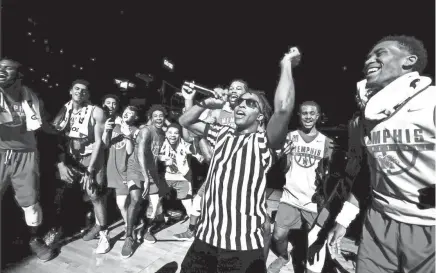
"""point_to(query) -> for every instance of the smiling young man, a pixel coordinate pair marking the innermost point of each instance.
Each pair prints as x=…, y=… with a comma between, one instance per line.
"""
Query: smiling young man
x=222, y=116
x=82, y=125
x=21, y=114
x=397, y=132
x=111, y=103
x=120, y=140
x=142, y=172
x=230, y=233
x=309, y=147
x=174, y=154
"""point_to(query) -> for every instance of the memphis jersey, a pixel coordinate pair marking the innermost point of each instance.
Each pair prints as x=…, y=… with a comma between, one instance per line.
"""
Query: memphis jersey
x=300, y=178
x=401, y=156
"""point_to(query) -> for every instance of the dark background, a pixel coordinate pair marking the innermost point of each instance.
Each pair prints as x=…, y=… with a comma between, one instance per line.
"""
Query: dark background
x=210, y=44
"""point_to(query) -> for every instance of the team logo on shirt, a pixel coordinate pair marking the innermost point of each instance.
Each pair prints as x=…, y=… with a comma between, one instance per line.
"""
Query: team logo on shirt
x=120, y=141
x=17, y=116
x=306, y=157
x=396, y=151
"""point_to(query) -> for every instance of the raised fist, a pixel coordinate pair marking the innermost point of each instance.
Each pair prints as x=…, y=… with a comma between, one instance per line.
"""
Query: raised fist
x=293, y=57
x=188, y=92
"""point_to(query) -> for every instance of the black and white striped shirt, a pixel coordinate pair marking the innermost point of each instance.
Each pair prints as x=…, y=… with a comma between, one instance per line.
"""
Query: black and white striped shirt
x=234, y=201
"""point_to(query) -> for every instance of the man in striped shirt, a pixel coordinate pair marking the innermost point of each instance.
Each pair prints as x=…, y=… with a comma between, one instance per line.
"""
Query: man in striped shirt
x=230, y=235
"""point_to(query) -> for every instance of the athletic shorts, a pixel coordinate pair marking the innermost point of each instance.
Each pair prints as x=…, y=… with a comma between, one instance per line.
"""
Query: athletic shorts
x=391, y=246
x=82, y=164
x=122, y=191
x=138, y=178
x=21, y=169
x=153, y=189
x=202, y=257
x=290, y=217
x=201, y=190
x=182, y=188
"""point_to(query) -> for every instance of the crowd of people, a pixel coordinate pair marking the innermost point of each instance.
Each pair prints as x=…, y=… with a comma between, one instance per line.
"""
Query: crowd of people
x=239, y=136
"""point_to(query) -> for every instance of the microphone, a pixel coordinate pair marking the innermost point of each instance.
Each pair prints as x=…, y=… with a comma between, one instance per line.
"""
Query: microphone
x=200, y=89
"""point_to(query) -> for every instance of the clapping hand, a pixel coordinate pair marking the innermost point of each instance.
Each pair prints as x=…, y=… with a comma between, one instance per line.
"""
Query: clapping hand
x=293, y=57
x=188, y=92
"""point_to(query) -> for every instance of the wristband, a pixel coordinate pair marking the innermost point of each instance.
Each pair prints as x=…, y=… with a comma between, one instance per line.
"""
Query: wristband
x=347, y=214
x=201, y=104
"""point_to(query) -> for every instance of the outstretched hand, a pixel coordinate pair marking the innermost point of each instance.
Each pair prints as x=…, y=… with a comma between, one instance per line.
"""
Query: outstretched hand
x=188, y=93
x=293, y=57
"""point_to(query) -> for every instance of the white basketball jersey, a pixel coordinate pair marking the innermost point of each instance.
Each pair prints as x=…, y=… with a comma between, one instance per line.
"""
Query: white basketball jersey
= = = =
Set problem: Return all of the rows above verbatim, omitting the picture.

Complete output:
"""point_to(query) -> for every instance of the smiling young man, a pixel coordinate pair marking the innermost point of each instance.
Each pair prints as x=…, y=… with a comma between, one instance per line.
"""
Query: smiling young man
x=222, y=116
x=82, y=125
x=21, y=114
x=397, y=132
x=111, y=103
x=120, y=140
x=142, y=172
x=230, y=233
x=309, y=147
x=174, y=154
"""point_to(query) -> for every instance of the memphis jersey, a pixel coordinate pair marking the innermost point of each instance.
Each pair prints as x=…, y=… with a comma between, one instance per line.
"""
Query: memphis jersey
x=300, y=178
x=401, y=156
"""point_to(query) -> for every instance of the dark background, a pixel coordinate pair marking the innermost point of each instance.
Each pair prints as x=…, y=… with a comma between, one instance per line.
"""
Query: dark background
x=210, y=44
"""point_to(query) -> for every instance of the team logo on shirt, a pixel coordinate pair marking the innermost point of each instance.
Each pair prints as x=…, y=… with a comma between, one instance per line.
"""
Query: team logo on shirt
x=120, y=141
x=17, y=116
x=306, y=157
x=396, y=151
"""point_to(query) -> for every instance of the raised fist, a pixel coordinate pair marking the innermost point of each instance.
Each pair prints as x=…, y=… with a comma between, one instance per line.
"""
Query: raised fist
x=293, y=57
x=188, y=92
"""point_to(query) -> for every instance of the black and white striped shirt, a pixel coordinate pair marking the innermost point of each instance.
Each pair prints as x=…, y=… with a comma between, one instance per line.
"""
Query: black and white striped shirt
x=234, y=201
"""point_to(query) -> for every instance of the man in striped shirt, a pixel coordinate pair marking the innermost point of each instance.
Each pair prints as x=…, y=… with a comma between, one instance per line.
"""
Query: man in striped shirt
x=230, y=235
"""point_to(query) -> for every instance of the athletic shorts, a pixel coordinate pair marking the innermost point of each instance.
Each pair prints as x=…, y=… with a comma between, one instance per line.
"""
Query: athletic shorts
x=391, y=246
x=82, y=164
x=122, y=191
x=138, y=178
x=21, y=169
x=153, y=189
x=202, y=257
x=290, y=217
x=201, y=190
x=182, y=188
"""point_to(query) -> for every instance of the crowd of people, a pixel coordinate pair marking the innermost point of each instance.
Each pair prints as x=…, y=… with a comma between, one instance per line.
"""
Query: crowd of people
x=239, y=136
"""point_to(query) -> for every instance of the microphone, a pixel coordinate pair marking the innermost point of each instance.
Each pair prints as x=…, y=… with a comma between, one instance per line.
"""
Query: microphone
x=200, y=89
"""point_to(query) -> for every instance of the clapping hand, a pixel coordinate pair marking the innermost point of each instance.
Each pair prints as x=…, y=… with a comma between, one instance per line.
"""
Query: clapping hand
x=293, y=57
x=188, y=92
"""point_to(query) -> for every instance of the wristband, a pixel coordinate pair marking the innermost point of each instance.
Each pair prints as x=…, y=… with a comma between, one instance per line.
"""
Query: wristband
x=347, y=214
x=201, y=104
"""point_to(query) -> for every instance of the outstretched hand, a pixel coordinate pair marking the innermost point of each instance.
Each pair prints as x=…, y=… with a comma between, one instance per line.
"""
Query: outstretched hand
x=188, y=93
x=293, y=57
"""point_to(query) -> for every instance of the white basketball jersey, a pixel coordinate pair marking the innermost point of each instance.
Each pair prints as x=…, y=… with a comma between, one instance per line.
"""
Query: white basketball jersey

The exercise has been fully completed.